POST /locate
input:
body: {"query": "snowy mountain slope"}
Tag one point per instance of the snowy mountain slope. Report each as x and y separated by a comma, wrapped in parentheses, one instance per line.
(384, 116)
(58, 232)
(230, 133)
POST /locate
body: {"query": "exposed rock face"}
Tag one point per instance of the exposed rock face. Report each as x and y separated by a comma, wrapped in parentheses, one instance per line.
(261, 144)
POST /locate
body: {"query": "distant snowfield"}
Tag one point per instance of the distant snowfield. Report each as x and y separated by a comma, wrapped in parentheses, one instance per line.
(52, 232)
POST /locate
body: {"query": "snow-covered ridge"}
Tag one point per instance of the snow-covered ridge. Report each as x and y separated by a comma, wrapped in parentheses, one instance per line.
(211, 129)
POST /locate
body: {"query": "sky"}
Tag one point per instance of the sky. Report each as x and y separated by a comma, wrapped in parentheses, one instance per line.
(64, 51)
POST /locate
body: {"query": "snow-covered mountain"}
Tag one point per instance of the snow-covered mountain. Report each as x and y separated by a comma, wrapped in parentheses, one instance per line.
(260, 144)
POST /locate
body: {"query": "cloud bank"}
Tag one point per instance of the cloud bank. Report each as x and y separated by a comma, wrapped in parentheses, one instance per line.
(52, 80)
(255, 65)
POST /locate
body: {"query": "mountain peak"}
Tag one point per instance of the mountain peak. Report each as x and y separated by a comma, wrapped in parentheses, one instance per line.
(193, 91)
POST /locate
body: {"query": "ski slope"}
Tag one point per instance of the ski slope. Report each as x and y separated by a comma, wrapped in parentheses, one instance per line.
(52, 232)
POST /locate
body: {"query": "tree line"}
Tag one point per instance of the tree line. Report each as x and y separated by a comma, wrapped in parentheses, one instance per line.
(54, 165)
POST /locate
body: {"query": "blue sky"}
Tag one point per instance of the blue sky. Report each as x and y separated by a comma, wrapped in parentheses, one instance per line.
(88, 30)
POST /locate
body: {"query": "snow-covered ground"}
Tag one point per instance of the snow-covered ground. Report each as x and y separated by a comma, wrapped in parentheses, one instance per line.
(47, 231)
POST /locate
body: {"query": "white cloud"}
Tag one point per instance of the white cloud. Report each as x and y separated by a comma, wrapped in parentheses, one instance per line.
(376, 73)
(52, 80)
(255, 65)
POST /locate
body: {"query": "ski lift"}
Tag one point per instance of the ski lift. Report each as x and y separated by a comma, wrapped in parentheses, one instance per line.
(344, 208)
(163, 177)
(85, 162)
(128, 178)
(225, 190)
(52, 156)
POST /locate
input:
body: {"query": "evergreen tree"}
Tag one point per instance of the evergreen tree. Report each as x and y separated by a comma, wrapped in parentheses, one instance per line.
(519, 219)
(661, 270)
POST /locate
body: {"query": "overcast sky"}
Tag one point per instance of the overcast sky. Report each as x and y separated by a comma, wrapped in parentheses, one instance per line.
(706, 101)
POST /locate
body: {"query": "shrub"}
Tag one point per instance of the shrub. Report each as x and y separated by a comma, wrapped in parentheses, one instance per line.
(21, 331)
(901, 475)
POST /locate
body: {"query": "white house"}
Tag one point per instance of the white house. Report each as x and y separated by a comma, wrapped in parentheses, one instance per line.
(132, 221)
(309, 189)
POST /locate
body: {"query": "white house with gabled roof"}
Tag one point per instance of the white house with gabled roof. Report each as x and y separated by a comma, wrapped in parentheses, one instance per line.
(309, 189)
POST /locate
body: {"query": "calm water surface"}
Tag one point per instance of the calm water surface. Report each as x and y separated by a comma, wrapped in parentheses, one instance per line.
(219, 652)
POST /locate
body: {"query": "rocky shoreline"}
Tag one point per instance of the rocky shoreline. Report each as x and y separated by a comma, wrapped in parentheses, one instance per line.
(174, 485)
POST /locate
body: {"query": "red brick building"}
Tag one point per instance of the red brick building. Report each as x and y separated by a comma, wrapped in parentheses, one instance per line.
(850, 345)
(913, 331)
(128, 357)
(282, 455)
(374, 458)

────

Select each line of the rows above that contains the string "ridge", treating uppercase and lowercase letters as distinct.

body: {"query": "snow-covered ridge"}
Tag one point per instance of the snow-covered ridge. Report each as x and y separated by a comma, wrapped in parentheses, one instance per line.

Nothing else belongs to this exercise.